SUPPLIED RECORDS:
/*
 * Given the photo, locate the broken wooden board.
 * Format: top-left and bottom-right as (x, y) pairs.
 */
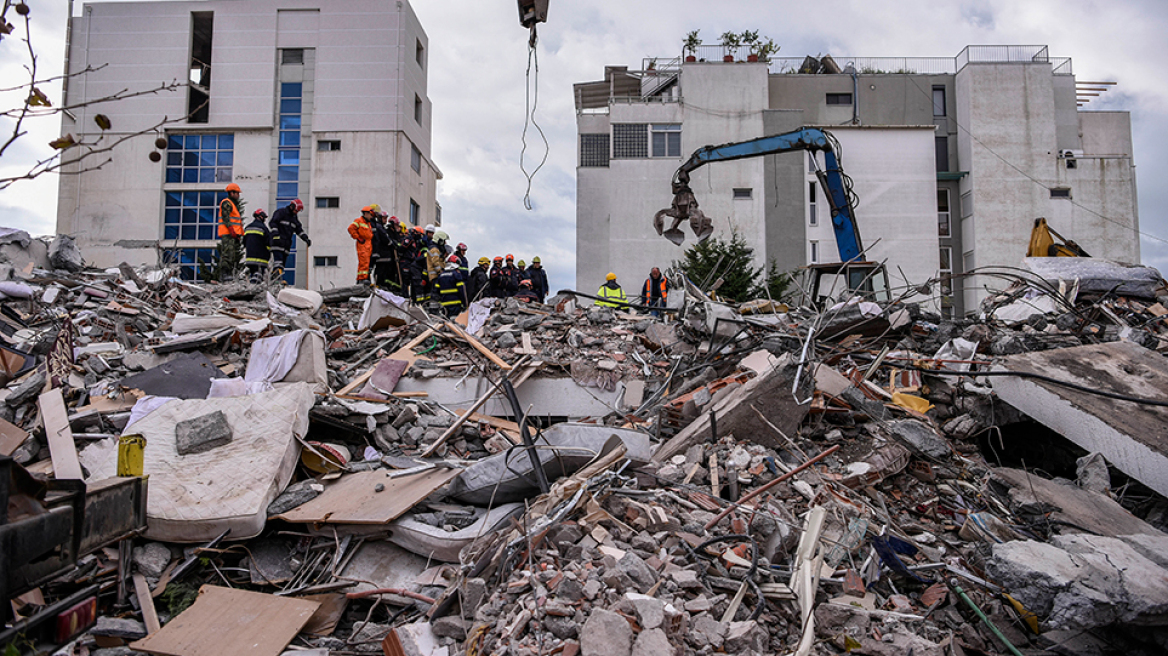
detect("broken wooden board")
(130, 585), (320, 656)
(39, 388), (85, 481)
(277, 468), (463, 524)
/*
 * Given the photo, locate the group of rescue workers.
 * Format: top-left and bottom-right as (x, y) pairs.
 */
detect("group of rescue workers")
(218, 183), (669, 316)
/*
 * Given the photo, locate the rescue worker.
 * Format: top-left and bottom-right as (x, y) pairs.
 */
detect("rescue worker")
(466, 257), (491, 303)
(433, 256), (466, 316)
(218, 182), (245, 280)
(515, 280), (540, 303)
(267, 198), (312, 278)
(243, 209), (272, 284)
(349, 205), (373, 285)
(592, 271), (628, 307)
(527, 256), (548, 303)
(454, 244), (471, 277)
(487, 256), (507, 299)
(641, 266), (669, 316)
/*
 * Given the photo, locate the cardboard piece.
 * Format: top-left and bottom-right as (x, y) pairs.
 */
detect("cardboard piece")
(277, 468), (463, 524)
(130, 586), (320, 656)
(39, 388), (85, 481)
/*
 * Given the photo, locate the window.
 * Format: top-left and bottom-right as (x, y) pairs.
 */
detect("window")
(612, 123), (649, 160)
(187, 12), (215, 123)
(933, 86), (945, 117)
(162, 249), (215, 282)
(933, 137), (948, 172)
(652, 123), (681, 158)
(166, 134), (235, 184)
(580, 133), (609, 167)
(162, 190), (227, 242)
(807, 181), (819, 226)
(937, 189), (953, 237)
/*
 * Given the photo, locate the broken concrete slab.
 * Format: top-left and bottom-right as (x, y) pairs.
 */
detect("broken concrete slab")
(993, 343), (1168, 495)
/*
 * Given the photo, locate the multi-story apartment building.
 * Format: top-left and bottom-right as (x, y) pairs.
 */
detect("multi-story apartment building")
(575, 46), (1139, 315)
(57, 0), (442, 288)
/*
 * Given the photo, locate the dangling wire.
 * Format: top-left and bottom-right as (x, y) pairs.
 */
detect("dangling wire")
(519, 25), (550, 210)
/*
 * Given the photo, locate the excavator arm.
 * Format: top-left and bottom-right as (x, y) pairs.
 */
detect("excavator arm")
(653, 127), (863, 261)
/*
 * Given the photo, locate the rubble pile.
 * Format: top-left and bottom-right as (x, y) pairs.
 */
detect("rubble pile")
(0, 240), (1168, 656)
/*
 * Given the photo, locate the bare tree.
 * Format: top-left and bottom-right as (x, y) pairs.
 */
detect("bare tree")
(0, 0), (197, 190)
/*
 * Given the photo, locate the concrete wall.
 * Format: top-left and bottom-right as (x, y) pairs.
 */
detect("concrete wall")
(57, 0), (440, 281)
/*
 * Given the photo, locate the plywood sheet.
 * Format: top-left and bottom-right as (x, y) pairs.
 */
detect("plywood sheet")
(278, 469), (461, 524)
(130, 586), (320, 656)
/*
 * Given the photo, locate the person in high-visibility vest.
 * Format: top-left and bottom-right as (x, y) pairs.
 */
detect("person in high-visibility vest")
(218, 182), (244, 280)
(431, 256), (466, 316)
(349, 205), (373, 285)
(593, 272), (628, 307)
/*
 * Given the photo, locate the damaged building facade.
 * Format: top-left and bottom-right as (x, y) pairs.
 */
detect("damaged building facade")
(57, 0), (442, 289)
(575, 46), (1140, 316)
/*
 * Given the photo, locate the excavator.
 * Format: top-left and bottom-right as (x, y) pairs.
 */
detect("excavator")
(653, 127), (889, 302)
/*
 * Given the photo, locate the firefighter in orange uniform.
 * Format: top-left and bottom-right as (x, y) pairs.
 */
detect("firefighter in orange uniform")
(349, 205), (374, 285)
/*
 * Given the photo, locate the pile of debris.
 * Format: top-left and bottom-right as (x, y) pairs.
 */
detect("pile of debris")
(0, 235), (1168, 656)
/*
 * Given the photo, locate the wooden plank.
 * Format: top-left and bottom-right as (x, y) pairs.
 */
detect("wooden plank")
(446, 321), (512, 371)
(37, 388), (85, 481)
(0, 419), (28, 455)
(278, 468), (463, 525)
(134, 574), (162, 635)
(130, 585), (320, 656)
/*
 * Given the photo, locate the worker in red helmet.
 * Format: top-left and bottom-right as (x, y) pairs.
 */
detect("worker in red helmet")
(218, 182), (245, 281)
(267, 198), (312, 278)
(432, 256), (466, 316)
(349, 205), (373, 285)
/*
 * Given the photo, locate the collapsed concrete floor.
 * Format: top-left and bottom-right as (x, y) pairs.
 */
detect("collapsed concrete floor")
(0, 241), (1168, 656)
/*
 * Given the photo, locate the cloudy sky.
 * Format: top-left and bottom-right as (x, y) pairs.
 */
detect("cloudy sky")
(0, 0), (1168, 291)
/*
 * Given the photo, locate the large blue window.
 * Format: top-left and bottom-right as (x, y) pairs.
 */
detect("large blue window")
(166, 134), (235, 184)
(162, 191), (227, 240)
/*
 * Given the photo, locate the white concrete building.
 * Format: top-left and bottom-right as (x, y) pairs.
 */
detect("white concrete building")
(576, 46), (1139, 315)
(57, 0), (442, 288)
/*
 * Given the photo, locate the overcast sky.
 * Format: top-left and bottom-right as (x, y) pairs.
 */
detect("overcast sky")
(0, 0), (1168, 291)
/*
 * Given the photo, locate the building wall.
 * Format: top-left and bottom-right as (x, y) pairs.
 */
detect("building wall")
(57, 0), (440, 287)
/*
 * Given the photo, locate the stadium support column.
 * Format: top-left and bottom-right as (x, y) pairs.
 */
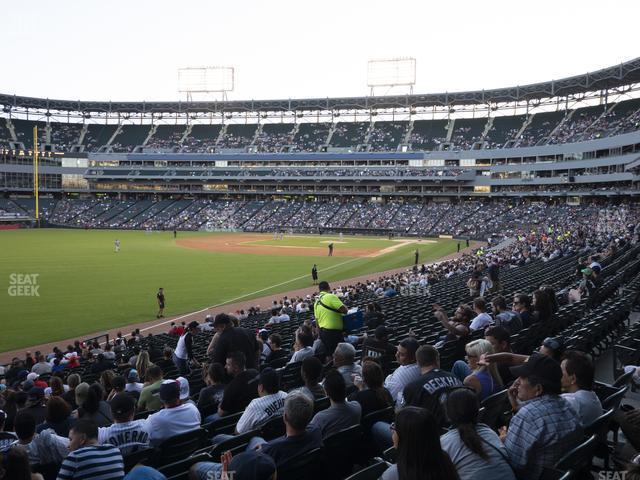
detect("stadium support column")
(33, 126), (40, 227)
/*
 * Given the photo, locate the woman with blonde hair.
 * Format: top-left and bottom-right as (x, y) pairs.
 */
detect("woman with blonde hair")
(136, 350), (153, 380)
(452, 339), (503, 401)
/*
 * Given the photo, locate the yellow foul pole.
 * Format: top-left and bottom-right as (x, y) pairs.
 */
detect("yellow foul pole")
(33, 126), (40, 222)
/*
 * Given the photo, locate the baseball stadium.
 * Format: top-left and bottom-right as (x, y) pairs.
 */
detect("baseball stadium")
(0, 3), (640, 480)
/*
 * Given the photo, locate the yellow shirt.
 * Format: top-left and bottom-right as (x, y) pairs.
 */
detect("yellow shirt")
(313, 292), (343, 330)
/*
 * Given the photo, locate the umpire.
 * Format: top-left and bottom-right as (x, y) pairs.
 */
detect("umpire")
(313, 281), (347, 356)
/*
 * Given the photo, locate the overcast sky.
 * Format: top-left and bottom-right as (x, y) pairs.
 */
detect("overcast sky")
(0, 0), (640, 100)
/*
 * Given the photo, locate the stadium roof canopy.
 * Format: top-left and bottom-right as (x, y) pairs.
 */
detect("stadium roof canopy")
(0, 57), (640, 114)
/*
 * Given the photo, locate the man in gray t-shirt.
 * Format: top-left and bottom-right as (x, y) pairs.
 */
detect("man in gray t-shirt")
(309, 370), (362, 439)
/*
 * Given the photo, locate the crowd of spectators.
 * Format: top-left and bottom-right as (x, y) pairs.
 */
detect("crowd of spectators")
(0, 203), (640, 480)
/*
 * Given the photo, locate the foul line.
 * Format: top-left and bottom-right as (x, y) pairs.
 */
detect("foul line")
(137, 257), (366, 336)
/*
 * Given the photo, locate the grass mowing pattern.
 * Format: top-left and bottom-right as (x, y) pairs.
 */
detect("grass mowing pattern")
(0, 229), (457, 351)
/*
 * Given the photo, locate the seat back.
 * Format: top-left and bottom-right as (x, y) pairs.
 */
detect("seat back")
(323, 425), (362, 478)
(554, 435), (598, 472)
(478, 388), (509, 430)
(122, 447), (155, 473)
(584, 408), (615, 440)
(156, 428), (206, 465)
(209, 430), (260, 462)
(602, 386), (629, 410)
(278, 448), (322, 480)
(313, 397), (331, 415)
(260, 415), (285, 440)
(158, 453), (212, 480)
(202, 412), (244, 437)
(360, 407), (394, 433)
(611, 370), (635, 388)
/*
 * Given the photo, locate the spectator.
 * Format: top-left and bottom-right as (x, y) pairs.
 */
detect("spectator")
(384, 337), (420, 405)
(62, 373), (81, 410)
(138, 365), (163, 411)
(0, 410), (18, 452)
(31, 355), (51, 375)
(0, 446), (44, 480)
(513, 293), (539, 328)
(173, 320), (200, 375)
(58, 420), (124, 480)
(333, 342), (362, 389)
(484, 327), (515, 385)
(452, 339), (502, 401)
(491, 295), (522, 335)
(288, 327), (314, 363)
(36, 397), (75, 438)
(9, 411), (69, 465)
(154, 347), (173, 372)
(76, 383), (113, 427)
(533, 289), (555, 323)
(364, 302), (385, 330)
(213, 367), (287, 444)
(198, 363), (224, 412)
(440, 388), (516, 480)
(380, 407), (458, 480)
(297, 357), (327, 401)
(500, 354), (582, 480)
(560, 350), (602, 427)
(310, 370), (362, 439)
(24, 388), (46, 424)
(207, 313), (257, 369)
(266, 333), (289, 363)
(146, 380), (201, 445)
(216, 352), (258, 422)
(91, 353), (114, 374)
(125, 368), (143, 393)
(313, 281), (348, 356)
(136, 350), (153, 380)
(98, 393), (149, 455)
(469, 297), (493, 331)
(349, 360), (394, 417)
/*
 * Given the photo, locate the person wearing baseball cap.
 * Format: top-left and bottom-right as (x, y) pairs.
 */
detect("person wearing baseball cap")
(500, 353), (583, 480)
(146, 380), (201, 445)
(173, 320), (200, 375)
(98, 393), (149, 455)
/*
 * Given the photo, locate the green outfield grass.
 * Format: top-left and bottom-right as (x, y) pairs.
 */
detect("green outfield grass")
(0, 229), (457, 352)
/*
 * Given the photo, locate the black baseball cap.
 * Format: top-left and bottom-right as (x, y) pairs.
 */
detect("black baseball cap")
(229, 451), (276, 480)
(111, 393), (136, 415)
(509, 353), (562, 387)
(373, 325), (391, 338)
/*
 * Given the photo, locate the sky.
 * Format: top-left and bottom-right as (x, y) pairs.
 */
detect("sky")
(0, 0), (640, 101)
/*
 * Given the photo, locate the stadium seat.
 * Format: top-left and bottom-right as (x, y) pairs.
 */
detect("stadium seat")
(158, 453), (212, 480)
(345, 458), (389, 480)
(122, 447), (155, 473)
(278, 448), (324, 480)
(208, 430), (260, 462)
(322, 425), (362, 478)
(202, 412), (244, 438)
(154, 428), (206, 466)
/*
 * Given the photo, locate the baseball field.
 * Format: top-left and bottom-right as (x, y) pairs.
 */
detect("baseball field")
(0, 229), (457, 352)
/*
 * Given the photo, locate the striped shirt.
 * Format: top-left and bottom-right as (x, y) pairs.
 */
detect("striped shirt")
(58, 445), (124, 480)
(504, 395), (582, 480)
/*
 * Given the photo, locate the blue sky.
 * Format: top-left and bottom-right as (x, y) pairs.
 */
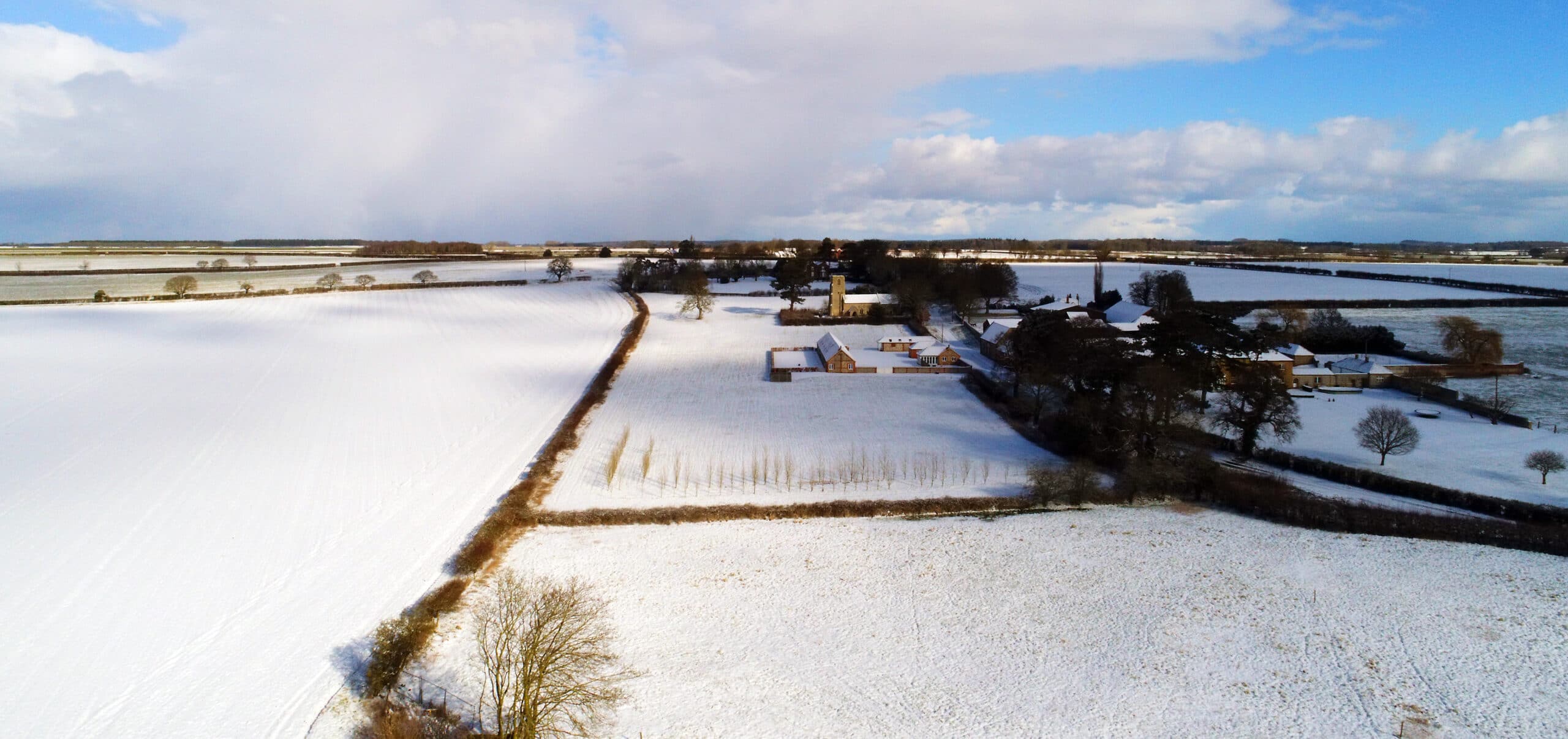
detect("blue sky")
(900, 0), (1568, 145)
(0, 0), (184, 51)
(0, 0), (1568, 241)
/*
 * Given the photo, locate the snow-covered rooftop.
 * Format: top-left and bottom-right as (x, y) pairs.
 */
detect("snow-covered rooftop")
(817, 331), (854, 361)
(1106, 300), (1151, 325)
(773, 352), (818, 369)
(921, 344), (953, 356)
(843, 294), (892, 306)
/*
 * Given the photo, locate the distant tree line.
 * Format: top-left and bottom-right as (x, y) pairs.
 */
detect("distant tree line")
(355, 241), (484, 257)
(229, 238), (364, 246)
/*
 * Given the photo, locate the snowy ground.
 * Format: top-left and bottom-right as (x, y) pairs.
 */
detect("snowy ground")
(1264, 389), (1568, 507)
(0, 252), (401, 275)
(0, 257), (621, 300)
(1013, 262), (1507, 301)
(1286, 262), (1568, 290)
(546, 295), (1050, 509)
(0, 282), (632, 737)
(404, 509), (1568, 737)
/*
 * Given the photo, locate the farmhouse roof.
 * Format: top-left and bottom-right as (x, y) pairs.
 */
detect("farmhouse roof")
(1328, 358), (1394, 375)
(1280, 344), (1317, 356)
(773, 350), (812, 369)
(1030, 295), (1088, 313)
(817, 331), (854, 361)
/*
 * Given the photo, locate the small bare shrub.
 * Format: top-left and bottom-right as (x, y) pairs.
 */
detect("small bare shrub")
(1028, 461), (1106, 505)
(604, 425), (630, 487)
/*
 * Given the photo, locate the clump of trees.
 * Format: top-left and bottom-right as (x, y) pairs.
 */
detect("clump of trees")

EXERCISE INSTRUCTIONS:
Copy out each line of the data above that contains the word "yellow". The match is case-sensitive.

THE ANSWER:
 * Given the photo, locate the yellow foul pole.
detect("yellow foul pole")
 * Given the photo, locate the yellow shirt.
detect("yellow shirt")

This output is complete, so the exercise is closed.